DATA TO USE section start
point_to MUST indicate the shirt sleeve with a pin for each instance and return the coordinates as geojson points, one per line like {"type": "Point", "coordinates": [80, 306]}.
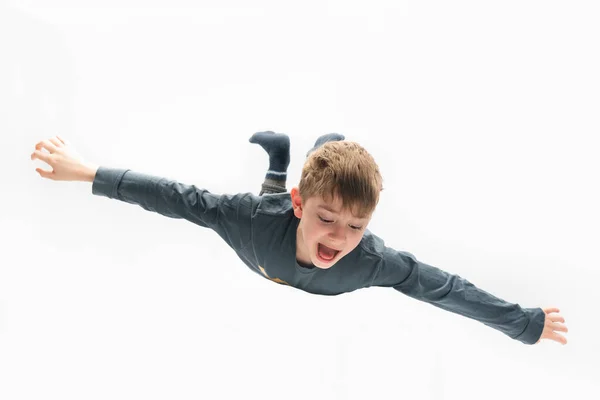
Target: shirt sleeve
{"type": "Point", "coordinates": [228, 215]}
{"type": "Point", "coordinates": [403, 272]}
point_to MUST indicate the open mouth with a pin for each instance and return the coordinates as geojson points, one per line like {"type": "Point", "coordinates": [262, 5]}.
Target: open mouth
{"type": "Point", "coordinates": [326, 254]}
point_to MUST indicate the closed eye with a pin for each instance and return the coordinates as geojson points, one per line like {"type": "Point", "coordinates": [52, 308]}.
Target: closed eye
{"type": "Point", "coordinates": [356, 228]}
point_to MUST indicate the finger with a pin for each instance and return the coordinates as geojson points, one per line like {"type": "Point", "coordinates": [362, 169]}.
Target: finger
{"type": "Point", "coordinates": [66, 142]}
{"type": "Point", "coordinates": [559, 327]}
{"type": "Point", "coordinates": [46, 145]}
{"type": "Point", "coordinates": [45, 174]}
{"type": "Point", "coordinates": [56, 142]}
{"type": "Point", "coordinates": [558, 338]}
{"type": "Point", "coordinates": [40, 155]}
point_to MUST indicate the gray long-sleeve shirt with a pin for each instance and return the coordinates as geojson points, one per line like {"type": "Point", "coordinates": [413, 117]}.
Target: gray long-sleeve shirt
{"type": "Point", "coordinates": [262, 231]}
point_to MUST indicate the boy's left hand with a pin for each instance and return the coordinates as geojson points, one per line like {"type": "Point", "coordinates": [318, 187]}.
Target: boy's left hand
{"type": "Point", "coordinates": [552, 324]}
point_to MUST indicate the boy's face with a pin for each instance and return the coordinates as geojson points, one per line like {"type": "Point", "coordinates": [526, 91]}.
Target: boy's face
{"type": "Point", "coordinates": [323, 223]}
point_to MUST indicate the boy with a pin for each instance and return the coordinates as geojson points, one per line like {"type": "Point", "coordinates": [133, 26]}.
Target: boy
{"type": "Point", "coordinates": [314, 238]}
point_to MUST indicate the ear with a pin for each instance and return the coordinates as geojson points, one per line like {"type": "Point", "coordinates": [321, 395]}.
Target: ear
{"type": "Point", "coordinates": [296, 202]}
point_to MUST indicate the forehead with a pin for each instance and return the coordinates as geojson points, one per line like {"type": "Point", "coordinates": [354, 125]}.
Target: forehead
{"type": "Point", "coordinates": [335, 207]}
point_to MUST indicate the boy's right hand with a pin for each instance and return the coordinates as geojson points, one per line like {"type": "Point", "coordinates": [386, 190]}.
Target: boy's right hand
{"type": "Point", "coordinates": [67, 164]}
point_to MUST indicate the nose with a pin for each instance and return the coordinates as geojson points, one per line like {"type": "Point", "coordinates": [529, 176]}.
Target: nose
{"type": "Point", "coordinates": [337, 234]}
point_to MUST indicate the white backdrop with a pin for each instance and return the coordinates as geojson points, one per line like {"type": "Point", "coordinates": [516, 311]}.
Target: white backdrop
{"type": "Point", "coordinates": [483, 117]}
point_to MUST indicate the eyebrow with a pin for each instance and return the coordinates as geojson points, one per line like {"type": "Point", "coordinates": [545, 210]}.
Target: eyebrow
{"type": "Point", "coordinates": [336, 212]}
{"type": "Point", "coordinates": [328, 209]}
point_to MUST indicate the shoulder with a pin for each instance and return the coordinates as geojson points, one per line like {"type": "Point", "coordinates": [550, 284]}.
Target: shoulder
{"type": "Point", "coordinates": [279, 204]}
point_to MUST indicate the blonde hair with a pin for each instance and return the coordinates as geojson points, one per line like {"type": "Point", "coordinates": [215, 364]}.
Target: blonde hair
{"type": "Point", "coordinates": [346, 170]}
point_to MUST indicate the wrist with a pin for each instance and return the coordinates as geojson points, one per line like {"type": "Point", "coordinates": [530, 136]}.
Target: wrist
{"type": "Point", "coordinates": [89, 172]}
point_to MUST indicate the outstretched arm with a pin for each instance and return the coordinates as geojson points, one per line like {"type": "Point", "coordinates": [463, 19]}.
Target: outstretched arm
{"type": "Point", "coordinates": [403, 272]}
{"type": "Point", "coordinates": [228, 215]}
DATA TO USE section end
- **TASK GOAL**
Without including any picture, print every record exactly as written above.

- **RESPONSE AREA**
point_to MUST indicate the shirt sleeve with a pin for each instance and return the coordinates as geojson points, one per line like {"type": "Point", "coordinates": [80, 306]}.
Target: shirt sleeve
{"type": "Point", "coordinates": [228, 215]}
{"type": "Point", "coordinates": [403, 272]}
point_to MUST indicate the open mouth with a pin for each instance and return the coordinates as geojson points, one per line like {"type": "Point", "coordinates": [262, 5]}.
Target: open mouth
{"type": "Point", "coordinates": [326, 254]}
point_to MUST indicate the closed eye with a pin for each instance and return the coordinates as geojson points, one per line like {"type": "Point", "coordinates": [52, 308]}.
Target: closed eye
{"type": "Point", "coordinates": [356, 228]}
point_to MUST indicate the finger with a pin for each instance and return the coordinates as geojson points, one per line like {"type": "Point", "coordinates": [362, 169]}.
Target: finger
{"type": "Point", "coordinates": [66, 142]}
{"type": "Point", "coordinates": [559, 327]}
{"type": "Point", "coordinates": [46, 145]}
{"type": "Point", "coordinates": [45, 174]}
{"type": "Point", "coordinates": [56, 142]}
{"type": "Point", "coordinates": [558, 338]}
{"type": "Point", "coordinates": [40, 155]}
point_to MUST indicate the gray long-sleeve shirt with a pin for each instance and return the coordinates as geojson points, one per line like {"type": "Point", "coordinates": [413, 117]}.
Target: gray long-sleeve shirt
{"type": "Point", "coordinates": [262, 231]}
point_to MUST indicate the boy's left hand with a pin for each instance and return the coordinates as geojson points, one per line like {"type": "Point", "coordinates": [318, 187]}.
Target: boy's left hand
{"type": "Point", "coordinates": [552, 324]}
point_to MUST indicate the boy's face with a pin for each instance and return the coordinates as geojson points, one per line like {"type": "Point", "coordinates": [526, 91]}.
Target: boy's face
{"type": "Point", "coordinates": [323, 223]}
point_to MUST indicate the boy with a pin for each instance and return the coordinates as geojson points, one per line like {"type": "Point", "coordinates": [133, 26]}.
Target: boy
{"type": "Point", "coordinates": [314, 238]}
point_to MUST indicate the ear with a pin for each instance and return the coordinates as geojson points, one per line like {"type": "Point", "coordinates": [321, 395]}.
Target: ear
{"type": "Point", "coordinates": [296, 202]}
point_to MUST indicate the forehead with a pin for each instance and return the coordinates as geojson points, one per line like {"type": "Point", "coordinates": [354, 125]}.
Target: forehead
{"type": "Point", "coordinates": [335, 207]}
point_to MUST indicate the boy's right hand with a pin for each instance and return the coordinates as geojson points, one per line like {"type": "Point", "coordinates": [386, 190]}.
Target: boy's right hand
{"type": "Point", "coordinates": [67, 164]}
point_to MUST indicate the nose with a pin for each instance and return the coordinates as geojson points, one per line like {"type": "Point", "coordinates": [529, 176]}.
Target: nose
{"type": "Point", "coordinates": [337, 234]}
point_to MUST indicate the white backdrop with a pin for each instance and return the coordinates as geojson points, one per line like {"type": "Point", "coordinates": [516, 311]}.
Target: white backdrop
{"type": "Point", "coordinates": [483, 117]}
point_to MUST indicate the eyebrow with a pin for each instance and return the coordinates as geojson points, one per line like {"type": "Point", "coordinates": [545, 210]}.
Target: eyebrow
{"type": "Point", "coordinates": [336, 212]}
{"type": "Point", "coordinates": [328, 209]}
point_to MUST indicate the shoulder with a pin for each instance and return the coordinates as geojson points, one per line like {"type": "Point", "coordinates": [550, 284]}.
Target: shoulder
{"type": "Point", "coordinates": [279, 204]}
point_to MUST indicate the blonde hair with a pin for each instance and return the coordinates as geojson points, one per line like {"type": "Point", "coordinates": [215, 364]}.
Target: blonde hair
{"type": "Point", "coordinates": [346, 170]}
point_to MUST indicate the wrist with a pin for each instance and return the coordinates as geojson points, one per line like {"type": "Point", "coordinates": [530, 136]}.
Target: wrist
{"type": "Point", "coordinates": [89, 172]}
point_to MUST indicate the outstretched arm with a pin for each instance and return the coordinates as geojson points, one per line like {"type": "Point", "coordinates": [463, 19]}.
Target: outstretched arm
{"type": "Point", "coordinates": [403, 272]}
{"type": "Point", "coordinates": [228, 215]}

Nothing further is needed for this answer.